** Challenge 1 **
Return the part of the Python notebook excerpt between "# Local imports" and "make a vocabulary.", inclusive, copied word for word.

In the following steps, we basically set up the data that we need.

In [1]:
from __future__ import division

# Standard library imports
import os
from collections import defaultdict
import cPickle as pickle
import string

# Third party imports
import configobj
import numpy
import pandas
from numpy.random import randint, dirichlet, rand
from numpy import ones, zeros, unique, empty
from scipy.sparse import coo_matrix
from gustav.samplers import fortransamplers

# Local imports
from utils import utils, topicmodels

Create some helper classes and functions.

In [2]:
class MakeVocab(object):
    
    '''
    A class to make a vocabulary.
    '''
    
    @classmethod
    def new(cls, word_list):
        
        return cls(word_list)
    
    def __init__(self, word_list):
        
        self.word_list = word_list
        
        self.V = len(word_list)
    
        self.word2index = {w:i for i,w in enumerate(word_list)}
        self.index2word = {i:w for i,w in enumerate(word_list)}

        
def text_to_words(text, vocabulary):
    '''Extract words from a text'''
    return [word 
            for word in utils.tokenize(text) 
            if word in vocabulary.word2index]


class WordAssociations(object):
    
    '''
    An class to store the word association data in a dict of dict format, e.g
    
    associations['stimulus']['associate'] = count
    
    where `count` gives the number of times that `associate` was listed
    as an associate of `stimulus`.
    
    '''
    

    def __init__(self, word_associations_data):
        
        self.word_associations_data = word_associations_data
            
        self.build_associations()

    def build_associations(self):
        
        '''
        Return dictionary whose keys are the stimulus words, and
        whose values are the dictionaries whose keys are the associate
        words and whose values are the frequencies of their association 
        with the stimulus word.
        
        Thus,
        
        self.associations['foo']['bar'] 
        
        gives the number of times the word 'bar' was said to be 
        associated with the word 'foo'.

        Note: We will convert all stimulus words to lowercase. This 
        will in effect fold stimulus words that are upper or lower case 
        variants of one another.

** Data shown **
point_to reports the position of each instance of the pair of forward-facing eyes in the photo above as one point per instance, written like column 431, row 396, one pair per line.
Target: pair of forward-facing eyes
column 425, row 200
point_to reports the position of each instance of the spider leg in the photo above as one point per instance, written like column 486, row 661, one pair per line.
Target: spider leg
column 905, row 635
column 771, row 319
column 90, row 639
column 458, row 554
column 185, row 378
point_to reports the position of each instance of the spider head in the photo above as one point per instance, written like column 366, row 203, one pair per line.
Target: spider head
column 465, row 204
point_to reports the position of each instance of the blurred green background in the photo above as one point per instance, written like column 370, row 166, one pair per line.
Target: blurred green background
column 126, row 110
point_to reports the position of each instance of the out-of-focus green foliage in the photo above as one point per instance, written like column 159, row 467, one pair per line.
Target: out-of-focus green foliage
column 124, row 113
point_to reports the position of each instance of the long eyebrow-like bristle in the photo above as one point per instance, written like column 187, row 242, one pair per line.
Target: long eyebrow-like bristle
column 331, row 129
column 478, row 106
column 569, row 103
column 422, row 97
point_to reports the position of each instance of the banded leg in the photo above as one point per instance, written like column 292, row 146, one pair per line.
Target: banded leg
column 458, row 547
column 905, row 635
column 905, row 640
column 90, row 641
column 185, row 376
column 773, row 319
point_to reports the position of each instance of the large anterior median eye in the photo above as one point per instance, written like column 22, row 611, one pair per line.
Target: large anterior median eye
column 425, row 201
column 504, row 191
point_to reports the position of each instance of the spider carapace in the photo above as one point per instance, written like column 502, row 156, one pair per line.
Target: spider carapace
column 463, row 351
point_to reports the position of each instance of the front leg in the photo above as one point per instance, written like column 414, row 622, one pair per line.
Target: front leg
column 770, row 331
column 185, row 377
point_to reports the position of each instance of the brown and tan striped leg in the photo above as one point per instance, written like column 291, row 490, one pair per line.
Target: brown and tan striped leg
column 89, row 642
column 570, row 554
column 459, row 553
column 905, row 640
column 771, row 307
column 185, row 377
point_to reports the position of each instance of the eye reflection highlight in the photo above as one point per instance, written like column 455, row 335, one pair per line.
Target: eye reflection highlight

** Challenge 2 **
Rename "leg" to "limb" in the records between the line holding "point_to reports the position of each instance of the large" and the end of the records, inclusive, and give only those lines, with everything else left unchanged.

** Answer 1 **
# Local imports
from utils import utils, topicmodels

Create some helper classes and functions.

In [2]:
class MakeVocab(object):
    
    '''
    A class to make a vocabulary.

** Answer 2 **
point_to reports the position of each instance of the large anterior median eye in the photo above as one point per instance, written like column 22, row 611, one pair per line.
Target: large anterior median eye
column 425, row 201
column 504, row 191
point_to reports the position of each instance of the spider carapace in the photo above as one point per instance, written like column 502, row 156, one pair per line.
Target: spider carapace
column 463, row 351
point_to reports the position of each instance of the front limb in the photo above as one point per instance, written like column 414, row 622, one pair per line.
Target: front limb
column 770, row 331
column 185, row 377
point_to reports the position of each instance of the brown and tan striped limb in the photo above as one point per instance, written like column 291, row 490, one pair per line.
Target: brown and tan striped limb
column 89, row 642
column 570, row 554
column 459, row 553
column 905, row 640
column 771, row 307
column 185, row 377
point_to reports the position of each instance of the eye reflection highlight in the photo above as one point per instance, written like column 455, row 335, one pair per line.
Target: eye reflection highlight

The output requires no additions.